» Text provided:
------------------------------
The role of base pay needs to be ‘redefined in a changing workplace’, according to new findings
There are a few factors for organisations to consider in getting their remuneration design right, according to Adam Hall, head of talent & rewards at Willis Towers Watson.
Hall said that merit increases in base pay are currently “not effectively driving performance”, employers are missing opportunities to differentiate incentive payouts to top performers and inadequate technology is making complex pay decisions all the more challenging.
“Many employers are still falling short when it comes to fair pay and they are unprepared to meet growing expectations of pay transparency.”
Hall’s comments come as new research by Willis Towers Watson found that just over a third of Australian companies believe base pay programs are effective at driving higher individual performance among employees, while 25% strongly disagree with this statement.
Moreover, the Australian findings from The 2018 Getting Compensation Right Survey suggest that the role of base pay needs to be redefined in a changing workplace. It found that companies may be considering too many factors in making pay decisions.
------------------------------
» Given information:
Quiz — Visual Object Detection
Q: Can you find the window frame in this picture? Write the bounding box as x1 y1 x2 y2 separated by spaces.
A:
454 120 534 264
------------------------------
» Short task A: Based on the base pay article, say whether each statement agrees with it, answering yes or no and quoting the words that decide it: (i) Adam Hall heads talent and rewards at Willis Towers Watson; (ii) 25% of Australian companies strongly agree that base pay programs drive higher individual performance; (iii) the survey suggests companies may be weighing too few factors in pay decisions.
» Short task B: List every problem Adam Hall points out in his comments in the base pay article.
Please rely on the base pay article alone, not the data.

» Exercise response A:
(i) Yes: "head of talent & rewards at Willis Towers Watson"
(ii) No: "25% strongly disagree with this statement"
(iii) No: "companies may be considering too many factors in making pay decisions"

» Exercise response B:
- Merit increases in base pay are not effectively driving performance.
- Employers are missing opportunities to differentiate incentive payouts to top performers.
- Inadequate technology is making complex pay decisions more challenging.
- Many employers are still falling short on fair pay.
- Employers are unprepared to meet growing expectations of pay transparency.